(INFORMATION)

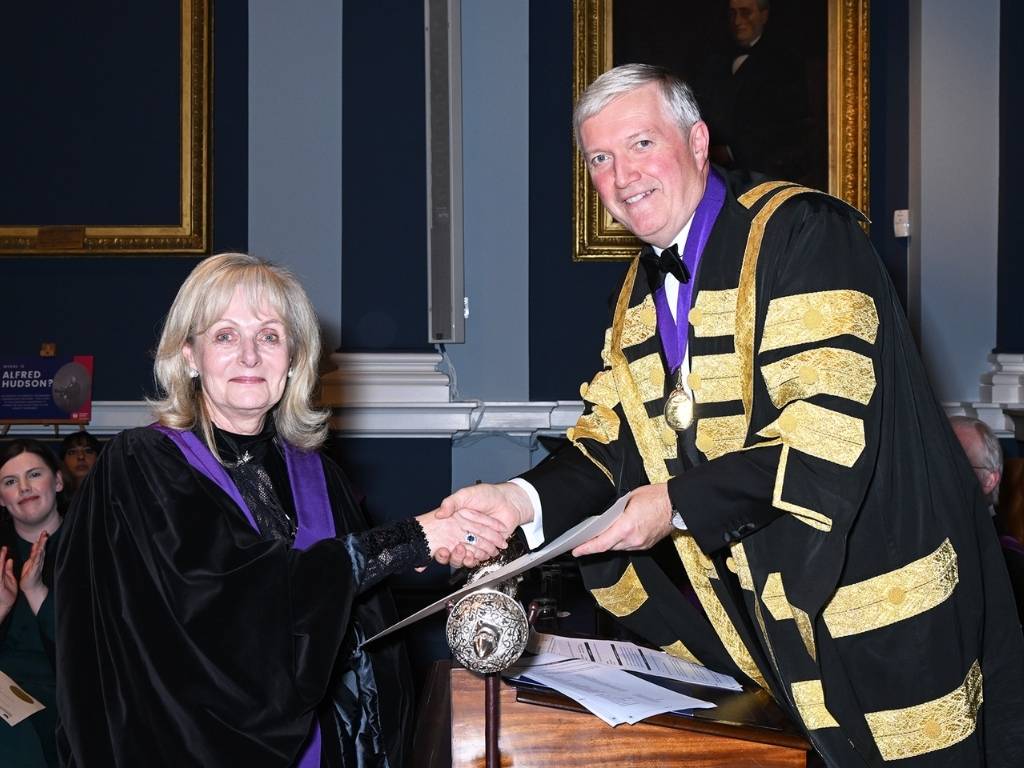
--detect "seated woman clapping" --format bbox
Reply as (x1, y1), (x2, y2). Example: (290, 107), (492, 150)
(54, 253), (504, 768)
(0, 439), (66, 768)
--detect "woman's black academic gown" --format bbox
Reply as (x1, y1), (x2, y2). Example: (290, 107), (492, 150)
(54, 426), (413, 767)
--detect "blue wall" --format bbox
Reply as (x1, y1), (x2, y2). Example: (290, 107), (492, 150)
(528, 0), (624, 402)
(341, 0), (431, 352)
(998, 0), (1024, 352)
(869, 1), (911, 310)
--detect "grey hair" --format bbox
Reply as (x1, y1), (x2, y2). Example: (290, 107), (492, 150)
(573, 63), (702, 149)
(950, 416), (1004, 503)
(148, 252), (328, 458)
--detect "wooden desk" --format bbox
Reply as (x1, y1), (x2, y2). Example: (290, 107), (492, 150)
(413, 662), (810, 768)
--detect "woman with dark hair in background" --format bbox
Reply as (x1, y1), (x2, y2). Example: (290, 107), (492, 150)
(58, 431), (101, 496)
(0, 439), (65, 768)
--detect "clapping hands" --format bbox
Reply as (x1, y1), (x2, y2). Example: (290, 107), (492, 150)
(0, 531), (50, 621)
(0, 546), (17, 623)
(20, 531), (50, 615)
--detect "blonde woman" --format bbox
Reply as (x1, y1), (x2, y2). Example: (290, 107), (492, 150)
(55, 253), (503, 768)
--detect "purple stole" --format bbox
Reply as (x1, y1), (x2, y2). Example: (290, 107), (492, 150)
(153, 425), (334, 768)
(653, 170), (727, 373)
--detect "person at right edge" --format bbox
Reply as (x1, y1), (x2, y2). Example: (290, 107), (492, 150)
(437, 64), (1024, 766)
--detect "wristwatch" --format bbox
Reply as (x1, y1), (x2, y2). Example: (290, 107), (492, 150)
(670, 507), (687, 531)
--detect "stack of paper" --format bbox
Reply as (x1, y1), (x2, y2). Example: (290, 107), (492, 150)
(528, 632), (741, 691)
(508, 652), (714, 727)
(508, 632), (742, 727)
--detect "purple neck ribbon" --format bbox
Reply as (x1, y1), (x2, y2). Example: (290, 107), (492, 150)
(152, 425), (333, 768)
(652, 169), (726, 374)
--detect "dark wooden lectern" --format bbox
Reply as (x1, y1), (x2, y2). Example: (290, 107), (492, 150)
(413, 662), (811, 768)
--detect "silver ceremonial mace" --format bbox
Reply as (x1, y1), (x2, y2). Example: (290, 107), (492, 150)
(445, 547), (530, 768)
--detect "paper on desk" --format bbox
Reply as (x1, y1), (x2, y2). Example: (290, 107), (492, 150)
(0, 670), (46, 727)
(508, 652), (714, 726)
(529, 632), (741, 691)
(363, 494), (631, 645)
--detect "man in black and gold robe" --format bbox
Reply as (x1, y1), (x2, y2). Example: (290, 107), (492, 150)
(437, 64), (1024, 767)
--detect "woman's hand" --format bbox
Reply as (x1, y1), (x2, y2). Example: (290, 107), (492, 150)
(19, 531), (49, 616)
(431, 482), (530, 567)
(0, 546), (18, 623)
(416, 508), (508, 567)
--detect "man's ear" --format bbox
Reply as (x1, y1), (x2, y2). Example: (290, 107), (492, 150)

(End INFORMATION)

TASK: Give all the lines above again, character for character, without pictures.

ANSWER SPACE:
--detect "seated woman clapping" --format bbox
Reply as (x1, y1), (x2, y2). Example: (290, 107), (492, 150)
(54, 253), (504, 768)
(0, 439), (66, 768)
--detect "woman's black academic gown" --format bbox
Reply as (x1, y1), (x2, y2). Example: (290, 107), (492, 150)
(54, 426), (413, 767)
--detect "blue wall" --format bbox
Reply as (x1, y1), (x2, y2). Example: (290, 107), (492, 150)
(528, 0), (624, 402)
(341, 0), (431, 352)
(998, 0), (1024, 352)
(869, 1), (911, 310)
--detect "grey hair" --format bbox
Reply as (x1, y1), (x2, y2). Example: (290, 107), (492, 150)
(573, 63), (702, 149)
(950, 416), (1004, 503)
(148, 252), (328, 458)
--detect "wooden desk" --format bbox
Reply as (x1, y1), (x2, y2). Example: (290, 107), (492, 150)
(413, 662), (810, 768)
--detect "woman with dark hair in background" --format bbox
Reply as (x1, y1), (x2, y2). Example: (290, 107), (492, 150)
(58, 431), (101, 496)
(0, 439), (65, 768)
--detect "clapping hands" --format bbox
Reply as (x1, y1), (x2, y2). Example: (290, 107), (492, 150)
(0, 531), (50, 621)
(0, 546), (17, 623)
(20, 531), (50, 615)
--detect "blonde woman" --format bbox
Reply as (x1, y1), (x2, y2). Example: (290, 107), (492, 150)
(55, 253), (503, 768)
--detect "purple stole" --format bbox
Reply as (x1, y1), (x2, y2). Example: (290, 107), (492, 150)
(153, 425), (334, 768)
(653, 170), (727, 373)
--detect "person at right edge" --format bbox
Reply as (x1, y1), (x2, y2). Example: (290, 107), (492, 150)
(437, 64), (1024, 766)
--detect "wristwatch" --format bbox
Reply as (x1, y1), (x2, y2). Example: (290, 107), (492, 150)
(670, 507), (687, 531)
--detect "stack of paper" --format bbox
Reply as (x1, y1), (x2, y2). Example: (290, 107), (492, 150)
(528, 632), (741, 691)
(508, 652), (714, 727)
(508, 632), (742, 727)
--detect "purple neck ribbon" --format bbox
Reply as (x1, y1), (x2, y2). Example: (290, 107), (492, 150)
(152, 425), (333, 768)
(652, 169), (726, 374)
--detect "dark wooden lectern" --format bbox
Reply as (x1, y1), (x2, y2). Example: (290, 107), (492, 150)
(413, 662), (811, 768)
--detect "silver ceremonial mace" --format bbox
Reply as (x1, y1), (x2, y2). Example: (290, 107), (492, 150)
(445, 547), (530, 768)
--detect "paper on desk" --format bbox
Reply as (x1, y1), (x2, y2). Example: (290, 107), (492, 150)
(0, 670), (46, 727)
(508, 652), (714, 726)
(529, 632), (741, 691)
(363, 494), (631, 645)
--detect "man in black and gold robe" --format bbox
Reply as (x1, y1), (x2, y2). Example: (290, 107), (492, 150)
(437, 64), (1024, 767)
--detect "woman's hand" --format bbox
Reply as (x1, y1), (x2, y2). Example: (290, 107), (492, 150)
(19, 531), (49, 616)
(431, 482), (530, 567)
(0, 546), (18, 623)
(416, 508), (508, 567)
--detect "man's ear" --format bbox
Reply as (x1, y1), (x2, y2). Example: (290, 107), (492, 150)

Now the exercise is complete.